Steinhart Family, The Thank You Note

The Steinhart Family

He certainly succeeded. I watched her out of the corner of my eye as the letter was read. She was moved to the core. She was actually shaking with emotion.

chanson-damour

Here is the letter:

Tuesday December 6th.                                                                                                    BS’D.

To the wonderful women of Count the Stars, from the long lost men in your lives…

I think I am speaking on behalf of all the Count the Stars men when I write these words. True, I have never met them, your husbands, boyfriends, fathers and sons, and can only see my wife, Shoshana, as she went through the last six months, but I am hazarding a guess that this applies to us all.

I am sitting in my quiet house, as a few miles from here the last performance is winding down.  My kids are sleeping or reading, and my wife, as usual, is not here.

I have two words for you all, the two words that have defined our nation since our matriarch Leah in this week’s Parsha named her fourth son Yehuda-Judah, meaning I will thank G-d, and eventually became the name of our people, Yehudim.

Thank you.

Thank you to Hashem for giving you the strength and ability to do what you did.

Thank you for your dedicated, hard work.  Especially to the team of Shifra, Sharon, Bati, Judy, Ellen & Avital, but to you all.

▬▬▬

▸ CHECK YOUR UNDERSTANDING
[a] In the thank-you letter, what does the name Yehuda-Judah mean?
[b] Please return, word for word, the part of the thank-you letter that opens with the words containing "I am sitting" and closes with "is not here.".

Stored data entries:

▬▬▬

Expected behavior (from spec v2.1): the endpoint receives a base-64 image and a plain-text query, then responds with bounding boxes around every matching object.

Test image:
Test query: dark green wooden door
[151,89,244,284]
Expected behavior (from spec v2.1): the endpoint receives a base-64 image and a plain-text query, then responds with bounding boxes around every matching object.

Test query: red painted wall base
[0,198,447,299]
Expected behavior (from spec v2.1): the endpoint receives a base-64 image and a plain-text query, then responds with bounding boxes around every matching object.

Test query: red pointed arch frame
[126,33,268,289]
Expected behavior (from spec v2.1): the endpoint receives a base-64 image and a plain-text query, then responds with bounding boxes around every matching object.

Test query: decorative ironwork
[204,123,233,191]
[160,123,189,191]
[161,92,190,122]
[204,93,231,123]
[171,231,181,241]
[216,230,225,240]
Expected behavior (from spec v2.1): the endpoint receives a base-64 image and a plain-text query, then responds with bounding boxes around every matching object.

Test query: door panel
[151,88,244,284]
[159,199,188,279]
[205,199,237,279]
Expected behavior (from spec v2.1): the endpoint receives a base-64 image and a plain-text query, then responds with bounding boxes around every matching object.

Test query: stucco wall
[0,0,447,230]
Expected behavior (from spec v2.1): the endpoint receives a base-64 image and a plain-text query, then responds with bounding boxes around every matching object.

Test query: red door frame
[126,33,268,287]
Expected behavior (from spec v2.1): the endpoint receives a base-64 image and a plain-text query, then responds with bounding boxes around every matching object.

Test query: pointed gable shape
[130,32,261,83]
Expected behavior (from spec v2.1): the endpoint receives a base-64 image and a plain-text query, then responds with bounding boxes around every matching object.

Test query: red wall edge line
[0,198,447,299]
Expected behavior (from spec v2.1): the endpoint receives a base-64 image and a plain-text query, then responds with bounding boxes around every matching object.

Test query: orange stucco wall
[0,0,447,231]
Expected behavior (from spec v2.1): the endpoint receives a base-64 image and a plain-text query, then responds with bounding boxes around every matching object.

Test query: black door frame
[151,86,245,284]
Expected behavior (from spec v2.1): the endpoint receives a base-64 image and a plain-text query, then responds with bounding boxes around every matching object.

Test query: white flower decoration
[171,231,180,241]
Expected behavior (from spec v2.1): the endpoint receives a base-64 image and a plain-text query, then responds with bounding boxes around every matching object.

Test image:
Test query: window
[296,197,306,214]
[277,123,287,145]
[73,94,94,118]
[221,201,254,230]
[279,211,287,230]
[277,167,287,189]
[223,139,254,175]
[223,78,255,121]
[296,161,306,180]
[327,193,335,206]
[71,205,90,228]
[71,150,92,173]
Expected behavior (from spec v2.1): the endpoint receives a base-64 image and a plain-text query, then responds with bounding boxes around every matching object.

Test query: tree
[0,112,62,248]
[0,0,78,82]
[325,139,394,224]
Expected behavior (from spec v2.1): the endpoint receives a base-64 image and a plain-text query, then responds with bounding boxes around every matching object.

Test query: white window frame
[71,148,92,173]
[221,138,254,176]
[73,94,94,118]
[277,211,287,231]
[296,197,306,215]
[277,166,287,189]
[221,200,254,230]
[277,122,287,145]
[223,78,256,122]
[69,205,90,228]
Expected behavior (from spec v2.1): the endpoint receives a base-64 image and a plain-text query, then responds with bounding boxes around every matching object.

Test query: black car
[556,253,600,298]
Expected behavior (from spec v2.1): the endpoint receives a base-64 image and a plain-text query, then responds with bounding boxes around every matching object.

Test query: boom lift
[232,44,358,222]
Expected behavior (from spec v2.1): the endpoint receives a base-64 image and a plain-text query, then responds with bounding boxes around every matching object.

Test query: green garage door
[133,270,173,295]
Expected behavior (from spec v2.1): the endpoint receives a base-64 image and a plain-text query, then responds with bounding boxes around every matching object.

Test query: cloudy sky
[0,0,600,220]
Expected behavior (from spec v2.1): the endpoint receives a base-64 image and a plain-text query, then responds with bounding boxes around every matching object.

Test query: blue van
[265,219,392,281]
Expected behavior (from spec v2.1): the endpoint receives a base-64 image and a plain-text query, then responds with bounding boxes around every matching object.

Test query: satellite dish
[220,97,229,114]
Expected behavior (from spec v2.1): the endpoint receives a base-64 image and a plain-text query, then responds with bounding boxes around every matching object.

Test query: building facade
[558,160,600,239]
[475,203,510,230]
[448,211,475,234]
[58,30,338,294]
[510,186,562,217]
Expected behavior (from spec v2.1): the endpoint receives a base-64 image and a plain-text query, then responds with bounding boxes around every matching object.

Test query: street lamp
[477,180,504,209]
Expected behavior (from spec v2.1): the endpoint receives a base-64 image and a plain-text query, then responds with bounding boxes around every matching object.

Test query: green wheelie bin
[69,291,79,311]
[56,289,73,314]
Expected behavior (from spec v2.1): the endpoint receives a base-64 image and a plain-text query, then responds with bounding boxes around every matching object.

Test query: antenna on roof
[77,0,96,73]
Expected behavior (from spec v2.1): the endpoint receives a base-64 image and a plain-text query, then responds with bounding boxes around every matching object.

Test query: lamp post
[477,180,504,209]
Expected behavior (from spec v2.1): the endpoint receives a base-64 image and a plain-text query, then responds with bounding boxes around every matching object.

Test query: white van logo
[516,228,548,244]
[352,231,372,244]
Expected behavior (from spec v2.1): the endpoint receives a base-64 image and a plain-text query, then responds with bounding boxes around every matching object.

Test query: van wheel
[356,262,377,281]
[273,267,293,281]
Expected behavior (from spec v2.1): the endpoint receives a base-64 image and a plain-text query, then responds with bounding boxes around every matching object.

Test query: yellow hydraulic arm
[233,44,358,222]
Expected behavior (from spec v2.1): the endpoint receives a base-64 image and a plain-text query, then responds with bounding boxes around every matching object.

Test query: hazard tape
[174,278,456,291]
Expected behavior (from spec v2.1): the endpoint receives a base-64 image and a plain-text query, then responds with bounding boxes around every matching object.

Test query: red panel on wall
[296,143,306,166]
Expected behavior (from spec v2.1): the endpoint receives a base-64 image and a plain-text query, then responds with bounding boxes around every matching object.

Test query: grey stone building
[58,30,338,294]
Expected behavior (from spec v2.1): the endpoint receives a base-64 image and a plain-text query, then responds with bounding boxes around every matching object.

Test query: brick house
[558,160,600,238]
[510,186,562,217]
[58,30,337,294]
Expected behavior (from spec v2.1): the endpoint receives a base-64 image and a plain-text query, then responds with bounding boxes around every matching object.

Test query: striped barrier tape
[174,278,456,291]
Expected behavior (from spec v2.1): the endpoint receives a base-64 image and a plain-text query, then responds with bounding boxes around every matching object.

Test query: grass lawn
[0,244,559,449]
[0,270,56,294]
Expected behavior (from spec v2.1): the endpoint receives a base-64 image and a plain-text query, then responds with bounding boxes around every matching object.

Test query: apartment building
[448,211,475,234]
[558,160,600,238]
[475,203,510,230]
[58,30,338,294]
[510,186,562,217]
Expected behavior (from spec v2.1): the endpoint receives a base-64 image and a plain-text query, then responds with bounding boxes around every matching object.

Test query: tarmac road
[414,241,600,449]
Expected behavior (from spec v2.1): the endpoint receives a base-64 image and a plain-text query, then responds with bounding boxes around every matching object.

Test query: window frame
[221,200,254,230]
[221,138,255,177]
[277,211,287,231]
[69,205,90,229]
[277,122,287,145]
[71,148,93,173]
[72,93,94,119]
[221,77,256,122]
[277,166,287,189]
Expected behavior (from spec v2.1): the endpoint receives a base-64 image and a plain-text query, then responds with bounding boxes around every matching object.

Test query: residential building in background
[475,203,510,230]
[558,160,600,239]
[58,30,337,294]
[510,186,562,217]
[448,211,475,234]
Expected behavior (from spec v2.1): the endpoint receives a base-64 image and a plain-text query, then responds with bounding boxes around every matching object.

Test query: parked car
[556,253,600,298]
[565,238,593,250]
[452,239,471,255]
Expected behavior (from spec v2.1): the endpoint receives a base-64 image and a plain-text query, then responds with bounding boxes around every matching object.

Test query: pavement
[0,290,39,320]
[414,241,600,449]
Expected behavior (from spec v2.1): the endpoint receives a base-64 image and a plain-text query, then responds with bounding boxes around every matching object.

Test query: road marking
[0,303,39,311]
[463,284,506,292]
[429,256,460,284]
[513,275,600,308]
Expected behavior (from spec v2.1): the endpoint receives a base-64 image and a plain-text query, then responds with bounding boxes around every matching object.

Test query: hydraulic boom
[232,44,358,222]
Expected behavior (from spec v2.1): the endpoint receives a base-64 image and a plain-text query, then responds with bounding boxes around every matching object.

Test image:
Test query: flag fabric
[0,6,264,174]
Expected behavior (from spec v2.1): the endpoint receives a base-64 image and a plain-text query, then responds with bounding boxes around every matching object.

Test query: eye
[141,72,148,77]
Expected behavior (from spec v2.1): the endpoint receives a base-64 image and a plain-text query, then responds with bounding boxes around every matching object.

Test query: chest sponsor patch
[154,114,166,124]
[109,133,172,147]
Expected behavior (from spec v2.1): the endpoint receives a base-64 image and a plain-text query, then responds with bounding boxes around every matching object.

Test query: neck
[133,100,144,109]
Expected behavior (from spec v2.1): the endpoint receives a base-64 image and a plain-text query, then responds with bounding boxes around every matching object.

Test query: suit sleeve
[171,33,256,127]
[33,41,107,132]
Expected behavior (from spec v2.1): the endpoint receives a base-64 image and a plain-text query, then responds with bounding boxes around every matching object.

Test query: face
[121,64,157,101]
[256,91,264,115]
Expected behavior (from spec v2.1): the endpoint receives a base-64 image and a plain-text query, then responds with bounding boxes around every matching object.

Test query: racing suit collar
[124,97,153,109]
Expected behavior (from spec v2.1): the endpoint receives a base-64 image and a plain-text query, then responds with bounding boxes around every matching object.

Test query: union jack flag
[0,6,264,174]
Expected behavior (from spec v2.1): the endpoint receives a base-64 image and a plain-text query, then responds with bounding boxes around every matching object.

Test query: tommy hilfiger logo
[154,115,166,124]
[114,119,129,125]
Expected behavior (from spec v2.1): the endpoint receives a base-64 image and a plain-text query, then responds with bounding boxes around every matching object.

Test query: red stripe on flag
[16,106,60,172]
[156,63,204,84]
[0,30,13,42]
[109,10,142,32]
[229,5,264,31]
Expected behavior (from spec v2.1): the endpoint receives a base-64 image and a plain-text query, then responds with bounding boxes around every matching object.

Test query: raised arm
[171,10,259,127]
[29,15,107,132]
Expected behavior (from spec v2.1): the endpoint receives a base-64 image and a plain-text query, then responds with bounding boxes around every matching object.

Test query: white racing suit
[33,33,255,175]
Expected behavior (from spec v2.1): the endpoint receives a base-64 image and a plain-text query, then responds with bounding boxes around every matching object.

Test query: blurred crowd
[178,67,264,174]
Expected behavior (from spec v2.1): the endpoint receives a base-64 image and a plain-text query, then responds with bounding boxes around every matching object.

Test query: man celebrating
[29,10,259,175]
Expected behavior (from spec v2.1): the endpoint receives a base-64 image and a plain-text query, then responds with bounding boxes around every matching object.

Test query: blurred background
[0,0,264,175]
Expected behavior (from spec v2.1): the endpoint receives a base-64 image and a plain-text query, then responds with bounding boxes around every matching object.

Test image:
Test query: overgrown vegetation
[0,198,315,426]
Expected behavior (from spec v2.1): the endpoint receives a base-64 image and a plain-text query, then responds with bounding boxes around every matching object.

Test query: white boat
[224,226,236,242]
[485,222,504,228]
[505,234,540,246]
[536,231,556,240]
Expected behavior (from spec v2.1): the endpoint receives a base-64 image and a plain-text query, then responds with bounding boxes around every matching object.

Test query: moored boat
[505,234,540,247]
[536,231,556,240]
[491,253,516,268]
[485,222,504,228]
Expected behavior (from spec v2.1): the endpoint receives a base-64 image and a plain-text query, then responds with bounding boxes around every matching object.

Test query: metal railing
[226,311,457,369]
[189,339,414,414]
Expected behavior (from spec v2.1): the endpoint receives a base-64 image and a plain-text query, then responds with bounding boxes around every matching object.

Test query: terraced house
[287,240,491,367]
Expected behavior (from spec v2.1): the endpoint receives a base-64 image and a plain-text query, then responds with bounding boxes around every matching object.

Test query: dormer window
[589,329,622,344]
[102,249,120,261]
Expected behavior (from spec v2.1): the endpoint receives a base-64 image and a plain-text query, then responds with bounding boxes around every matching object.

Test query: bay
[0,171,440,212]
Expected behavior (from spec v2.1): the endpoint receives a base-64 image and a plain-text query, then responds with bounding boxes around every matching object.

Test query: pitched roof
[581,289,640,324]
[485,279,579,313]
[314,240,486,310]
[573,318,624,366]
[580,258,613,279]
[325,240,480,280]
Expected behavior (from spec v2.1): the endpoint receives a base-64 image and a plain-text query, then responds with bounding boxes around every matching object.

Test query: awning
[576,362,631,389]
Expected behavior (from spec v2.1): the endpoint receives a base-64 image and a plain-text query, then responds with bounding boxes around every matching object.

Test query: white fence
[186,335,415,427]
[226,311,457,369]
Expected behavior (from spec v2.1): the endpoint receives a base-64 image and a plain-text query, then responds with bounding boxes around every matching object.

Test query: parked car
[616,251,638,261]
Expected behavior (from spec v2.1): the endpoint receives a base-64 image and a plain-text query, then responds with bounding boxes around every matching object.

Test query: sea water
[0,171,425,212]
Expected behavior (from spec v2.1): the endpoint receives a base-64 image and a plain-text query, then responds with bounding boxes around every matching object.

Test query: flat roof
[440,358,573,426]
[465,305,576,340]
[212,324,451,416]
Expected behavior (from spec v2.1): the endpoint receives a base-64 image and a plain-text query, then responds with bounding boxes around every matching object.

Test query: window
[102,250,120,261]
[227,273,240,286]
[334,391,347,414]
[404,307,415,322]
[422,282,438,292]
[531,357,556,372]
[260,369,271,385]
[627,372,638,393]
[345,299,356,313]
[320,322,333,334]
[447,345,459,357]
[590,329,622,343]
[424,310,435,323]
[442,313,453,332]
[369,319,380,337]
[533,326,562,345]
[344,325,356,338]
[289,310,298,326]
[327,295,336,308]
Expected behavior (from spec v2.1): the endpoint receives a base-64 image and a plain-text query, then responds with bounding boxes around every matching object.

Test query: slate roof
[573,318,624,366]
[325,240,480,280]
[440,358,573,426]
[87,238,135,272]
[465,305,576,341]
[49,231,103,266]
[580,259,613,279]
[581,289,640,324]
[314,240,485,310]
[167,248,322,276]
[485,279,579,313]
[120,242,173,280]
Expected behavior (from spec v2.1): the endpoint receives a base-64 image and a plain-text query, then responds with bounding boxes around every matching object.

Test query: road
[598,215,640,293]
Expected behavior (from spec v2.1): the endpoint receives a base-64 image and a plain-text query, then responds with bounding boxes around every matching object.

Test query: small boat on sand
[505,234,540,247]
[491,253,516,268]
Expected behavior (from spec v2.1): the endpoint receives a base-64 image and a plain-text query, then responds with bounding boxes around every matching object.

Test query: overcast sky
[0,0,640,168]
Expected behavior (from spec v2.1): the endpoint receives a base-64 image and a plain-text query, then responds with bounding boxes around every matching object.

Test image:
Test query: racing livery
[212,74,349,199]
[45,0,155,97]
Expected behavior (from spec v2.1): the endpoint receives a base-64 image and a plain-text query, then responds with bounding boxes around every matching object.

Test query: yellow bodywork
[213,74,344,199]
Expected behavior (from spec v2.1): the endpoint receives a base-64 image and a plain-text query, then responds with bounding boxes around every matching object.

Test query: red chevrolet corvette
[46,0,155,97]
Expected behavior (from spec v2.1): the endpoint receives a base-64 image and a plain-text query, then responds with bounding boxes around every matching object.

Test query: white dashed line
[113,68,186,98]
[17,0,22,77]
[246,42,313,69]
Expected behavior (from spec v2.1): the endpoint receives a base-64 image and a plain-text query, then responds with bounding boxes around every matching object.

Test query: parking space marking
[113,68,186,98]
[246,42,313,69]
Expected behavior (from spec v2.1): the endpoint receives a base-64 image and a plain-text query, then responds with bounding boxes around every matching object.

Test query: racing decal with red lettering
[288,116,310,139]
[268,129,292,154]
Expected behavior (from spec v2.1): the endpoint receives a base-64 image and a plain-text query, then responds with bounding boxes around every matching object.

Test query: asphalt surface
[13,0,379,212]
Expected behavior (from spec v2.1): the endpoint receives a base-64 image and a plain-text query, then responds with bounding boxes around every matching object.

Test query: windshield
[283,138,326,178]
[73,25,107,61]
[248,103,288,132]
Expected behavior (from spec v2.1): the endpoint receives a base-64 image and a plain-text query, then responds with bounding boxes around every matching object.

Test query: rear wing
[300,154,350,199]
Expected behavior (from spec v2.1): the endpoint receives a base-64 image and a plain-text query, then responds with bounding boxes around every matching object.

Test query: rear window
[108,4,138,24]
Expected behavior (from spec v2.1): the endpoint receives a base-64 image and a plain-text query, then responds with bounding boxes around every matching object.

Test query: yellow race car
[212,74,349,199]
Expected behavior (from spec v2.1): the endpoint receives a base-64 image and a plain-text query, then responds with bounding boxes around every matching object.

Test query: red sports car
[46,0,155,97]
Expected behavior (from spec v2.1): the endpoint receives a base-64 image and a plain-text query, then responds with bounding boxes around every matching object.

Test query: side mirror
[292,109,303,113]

▬▬▬

▸ RESPONSE LIST
[a] I will thank G-d.

[b]
I am sitting in my quiet house, as a few miles from here the last performance is winding down.  My kids are sleeping or reading, and my wife, as usual, is not here.